**Reading passage**.
____________________
Soft drinks, diet drinks linked to depression

Soft drinks, diet drinks linked to depression Staff
Published Saturday, Jan. 12, 2013

Drinking more than four sweetened beverages a day is definitely not great for your waistline, but it also might not be good for your mood.

A new study by the U.S. National Institutes of Health finds that fruit and soft drink drinkers are more likely to be diagnosed with depression than those who didn’t regularly drink sweetened beverages.

And interestingly, those who drink diet drinks made with artificial sweeteners were linked to an even higher likelihood of depression.

The study was not able to show that soft drinks actually cause depression – only that the two appeared to be linked. But the study was a large one and the researchers say the link they spotted was significant.

Beginning in 1995, the researchers from the National Institute of Environmental Health Sciences had more 250,000 older adults who were between the ages of 50 to 71 to fill out questionnaires about the kinds of drinks they drank.

They then asked the participants again 10 years later about whether they had been diagnosed with depression since the year 2000. The participants reported a total of 11,311 depression diagnoses.

The researchers then looked back at their questionnaire responses and found that those who drank more than four cans of soda a day had a 30 per cent greater risk of depression than those who consumed none.

The same amount of fruit punch was tied to a 38 per cent higher risk. The risk was even greater for people who consumed diet drinks, whether soda, punch or iced tea.

Coffee, though, had the opposite effect. People who drank four cups of coffee each day had about a 10 per cent lower risk of developing depression than those who didn’t drink the stuff, the research found.

The findings were announced this week by the American Academy of Neurology and will be presented at the American Academy of Neurology’s annual meeting in San Diego in March.

Dr. Sean Wharton, an internal medicine physician at Toronto East General Hospital and the director of the Wharton Medical Clinic, notes that soft drinks – even diet drinks – have been linked to many health problems, such as stroke and obesity. But he says it’s not clear in any of the studies if the drinks themselves were responsible.

“These are large association-based studies. So there no actual biological or scientific reason we have at this stage to think that this actually true,” he told CTV News Channel. “It may just be that those who drink higher amount of diet sodas have other things that are connected to having a higher risk of depression.”

He says such epidemiological studies try to eliminate as many confounding factors as they can, so they can control for other factors that might affect the results. But these approaches often miss important factors.

“There might have also been other factors that they don’t know about that may have been connected to these patients that make them drink diet sodas. So it may not be the diet soda but the other conditions that predispose them,” he said.

It’s also possible that the findings applied only to seniors – the age group studied – and younger populations might not have the same results.

Still, lead researcher Dr Honglei Chen, of the National Institutes of Health in North Carolina, said it might be a good idea to drink fewer sweetened and artificially sweetened drinks.

“Our research suggests that cutting out or down on sweetened diet drinks or replacing them with unsweetened coffee may naturally help lower your depression risk,” he said in a statement.
____________________
**Data**.
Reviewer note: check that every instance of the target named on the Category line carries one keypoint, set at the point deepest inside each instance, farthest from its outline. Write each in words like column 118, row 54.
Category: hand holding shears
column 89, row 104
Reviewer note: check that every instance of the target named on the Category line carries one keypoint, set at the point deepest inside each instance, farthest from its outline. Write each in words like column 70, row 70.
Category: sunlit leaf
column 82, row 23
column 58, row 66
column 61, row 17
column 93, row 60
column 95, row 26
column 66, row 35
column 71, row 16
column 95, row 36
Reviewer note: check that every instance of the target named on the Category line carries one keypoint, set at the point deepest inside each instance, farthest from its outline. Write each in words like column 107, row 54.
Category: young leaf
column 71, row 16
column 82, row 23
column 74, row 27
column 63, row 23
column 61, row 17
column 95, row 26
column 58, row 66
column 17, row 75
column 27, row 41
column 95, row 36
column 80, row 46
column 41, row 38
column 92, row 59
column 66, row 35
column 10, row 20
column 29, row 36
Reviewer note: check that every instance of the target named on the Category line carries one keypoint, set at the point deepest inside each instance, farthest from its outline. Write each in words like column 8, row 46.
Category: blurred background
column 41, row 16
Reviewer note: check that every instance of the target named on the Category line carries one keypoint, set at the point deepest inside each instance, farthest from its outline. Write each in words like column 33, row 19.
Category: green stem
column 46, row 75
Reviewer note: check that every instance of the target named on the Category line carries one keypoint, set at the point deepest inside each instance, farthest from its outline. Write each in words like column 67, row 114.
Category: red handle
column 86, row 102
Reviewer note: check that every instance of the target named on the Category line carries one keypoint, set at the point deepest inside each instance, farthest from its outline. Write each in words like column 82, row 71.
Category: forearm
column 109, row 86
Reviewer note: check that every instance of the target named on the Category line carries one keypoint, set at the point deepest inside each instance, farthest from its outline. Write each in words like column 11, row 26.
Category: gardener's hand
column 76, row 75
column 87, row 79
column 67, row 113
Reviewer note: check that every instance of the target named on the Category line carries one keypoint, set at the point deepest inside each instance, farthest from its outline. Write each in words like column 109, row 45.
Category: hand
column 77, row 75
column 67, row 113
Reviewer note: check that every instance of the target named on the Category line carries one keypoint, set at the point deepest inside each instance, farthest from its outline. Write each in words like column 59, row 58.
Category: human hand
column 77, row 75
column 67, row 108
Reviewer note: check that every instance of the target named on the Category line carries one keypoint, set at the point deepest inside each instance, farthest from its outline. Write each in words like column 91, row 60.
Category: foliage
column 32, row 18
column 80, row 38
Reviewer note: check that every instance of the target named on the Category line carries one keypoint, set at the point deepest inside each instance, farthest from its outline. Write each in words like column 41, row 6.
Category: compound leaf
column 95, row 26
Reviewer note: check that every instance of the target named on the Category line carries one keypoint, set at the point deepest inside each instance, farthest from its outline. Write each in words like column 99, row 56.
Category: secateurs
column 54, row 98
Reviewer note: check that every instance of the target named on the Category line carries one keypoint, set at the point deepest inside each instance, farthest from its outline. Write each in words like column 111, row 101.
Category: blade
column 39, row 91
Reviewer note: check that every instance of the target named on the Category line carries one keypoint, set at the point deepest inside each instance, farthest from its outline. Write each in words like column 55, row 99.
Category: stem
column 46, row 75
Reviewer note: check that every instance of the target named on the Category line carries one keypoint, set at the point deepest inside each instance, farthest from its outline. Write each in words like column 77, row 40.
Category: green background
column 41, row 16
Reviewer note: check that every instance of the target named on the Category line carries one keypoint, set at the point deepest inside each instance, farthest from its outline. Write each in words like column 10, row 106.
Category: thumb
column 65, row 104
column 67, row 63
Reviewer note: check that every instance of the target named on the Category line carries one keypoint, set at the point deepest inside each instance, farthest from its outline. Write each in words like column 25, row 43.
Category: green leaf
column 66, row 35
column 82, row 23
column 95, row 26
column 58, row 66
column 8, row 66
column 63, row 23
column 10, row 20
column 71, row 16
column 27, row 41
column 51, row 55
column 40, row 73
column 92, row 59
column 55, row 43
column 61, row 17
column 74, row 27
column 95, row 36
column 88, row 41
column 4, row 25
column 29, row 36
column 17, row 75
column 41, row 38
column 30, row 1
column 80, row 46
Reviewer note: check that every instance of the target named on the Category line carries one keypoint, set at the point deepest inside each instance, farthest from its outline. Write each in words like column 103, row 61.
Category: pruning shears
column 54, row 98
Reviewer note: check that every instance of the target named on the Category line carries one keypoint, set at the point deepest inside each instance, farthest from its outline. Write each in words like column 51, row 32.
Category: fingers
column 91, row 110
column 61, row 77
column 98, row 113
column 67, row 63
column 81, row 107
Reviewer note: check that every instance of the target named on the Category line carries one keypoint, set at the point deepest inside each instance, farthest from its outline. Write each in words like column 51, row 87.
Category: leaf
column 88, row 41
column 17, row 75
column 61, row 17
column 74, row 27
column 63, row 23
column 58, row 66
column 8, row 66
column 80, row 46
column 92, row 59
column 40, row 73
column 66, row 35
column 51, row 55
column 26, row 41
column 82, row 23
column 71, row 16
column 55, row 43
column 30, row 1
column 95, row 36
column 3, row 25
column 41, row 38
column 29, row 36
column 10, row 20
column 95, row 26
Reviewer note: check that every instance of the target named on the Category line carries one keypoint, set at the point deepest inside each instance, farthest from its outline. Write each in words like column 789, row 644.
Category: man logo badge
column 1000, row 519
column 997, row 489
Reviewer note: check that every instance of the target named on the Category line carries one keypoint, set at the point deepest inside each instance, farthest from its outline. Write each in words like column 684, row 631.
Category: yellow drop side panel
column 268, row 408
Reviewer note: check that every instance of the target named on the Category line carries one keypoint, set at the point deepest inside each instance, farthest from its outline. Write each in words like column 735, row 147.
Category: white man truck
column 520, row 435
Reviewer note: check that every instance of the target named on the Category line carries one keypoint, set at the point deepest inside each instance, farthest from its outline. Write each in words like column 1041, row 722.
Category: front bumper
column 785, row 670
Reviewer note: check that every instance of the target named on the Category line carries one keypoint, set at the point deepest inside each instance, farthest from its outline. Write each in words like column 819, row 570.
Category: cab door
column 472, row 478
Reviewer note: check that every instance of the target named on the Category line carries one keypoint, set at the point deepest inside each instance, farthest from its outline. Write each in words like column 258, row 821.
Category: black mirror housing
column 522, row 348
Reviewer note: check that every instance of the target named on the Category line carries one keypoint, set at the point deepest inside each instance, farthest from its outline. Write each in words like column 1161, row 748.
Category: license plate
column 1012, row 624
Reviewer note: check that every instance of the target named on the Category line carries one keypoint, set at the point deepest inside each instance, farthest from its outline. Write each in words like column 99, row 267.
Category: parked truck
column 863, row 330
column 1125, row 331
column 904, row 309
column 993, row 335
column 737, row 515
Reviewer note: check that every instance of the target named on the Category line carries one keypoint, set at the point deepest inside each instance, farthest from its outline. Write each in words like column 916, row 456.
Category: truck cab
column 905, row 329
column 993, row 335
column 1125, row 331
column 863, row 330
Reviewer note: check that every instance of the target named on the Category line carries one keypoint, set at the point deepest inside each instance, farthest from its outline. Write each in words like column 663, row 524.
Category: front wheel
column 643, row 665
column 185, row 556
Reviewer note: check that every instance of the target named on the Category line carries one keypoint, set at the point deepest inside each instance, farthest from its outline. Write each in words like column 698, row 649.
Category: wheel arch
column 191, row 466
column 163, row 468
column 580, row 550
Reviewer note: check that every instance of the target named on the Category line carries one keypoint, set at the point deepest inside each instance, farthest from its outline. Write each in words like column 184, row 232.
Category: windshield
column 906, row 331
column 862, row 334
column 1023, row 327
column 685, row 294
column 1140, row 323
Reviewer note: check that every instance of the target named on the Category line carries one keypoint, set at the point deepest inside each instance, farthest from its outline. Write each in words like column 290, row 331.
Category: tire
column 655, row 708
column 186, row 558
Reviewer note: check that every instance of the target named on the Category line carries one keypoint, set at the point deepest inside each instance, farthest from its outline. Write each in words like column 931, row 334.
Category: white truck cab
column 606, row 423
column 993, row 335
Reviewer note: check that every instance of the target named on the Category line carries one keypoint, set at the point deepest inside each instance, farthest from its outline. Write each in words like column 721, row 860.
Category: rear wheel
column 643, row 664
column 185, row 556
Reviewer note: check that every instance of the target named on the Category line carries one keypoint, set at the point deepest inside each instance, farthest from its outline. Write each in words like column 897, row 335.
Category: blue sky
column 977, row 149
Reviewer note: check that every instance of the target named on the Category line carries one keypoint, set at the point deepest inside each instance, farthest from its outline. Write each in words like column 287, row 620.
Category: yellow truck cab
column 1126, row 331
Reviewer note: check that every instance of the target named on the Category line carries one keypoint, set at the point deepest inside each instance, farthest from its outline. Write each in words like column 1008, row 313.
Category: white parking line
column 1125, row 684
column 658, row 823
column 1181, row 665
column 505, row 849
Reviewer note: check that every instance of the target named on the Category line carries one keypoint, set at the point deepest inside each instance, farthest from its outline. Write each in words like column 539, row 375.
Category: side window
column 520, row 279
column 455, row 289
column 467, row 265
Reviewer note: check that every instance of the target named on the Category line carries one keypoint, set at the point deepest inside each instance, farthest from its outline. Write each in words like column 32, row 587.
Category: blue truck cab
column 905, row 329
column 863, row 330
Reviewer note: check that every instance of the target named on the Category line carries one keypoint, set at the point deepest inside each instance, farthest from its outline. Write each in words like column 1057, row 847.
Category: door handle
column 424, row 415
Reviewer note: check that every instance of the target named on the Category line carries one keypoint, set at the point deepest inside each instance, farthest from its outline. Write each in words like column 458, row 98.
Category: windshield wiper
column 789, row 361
____________________
**What you will do**.
**a)** List every organization named in the article on soft drinks and depression.
**b)** In the article on soft drinks and depression, echo everything from "The findings were" down to "Diego in March.".

**Responses**.
**a)**
- U.S. National Institutes of Health
- National Institute of Environmental Health Sciences
- American Academy of Neurology
- Toronto East General Hospital
- Wharton Medical Clinic
- CTV News Channel

**b)**
The findings were announced this week by the American Academy of Neurology and will be presented at the American Academy of Neurology’s annual meeting in San Diego in March.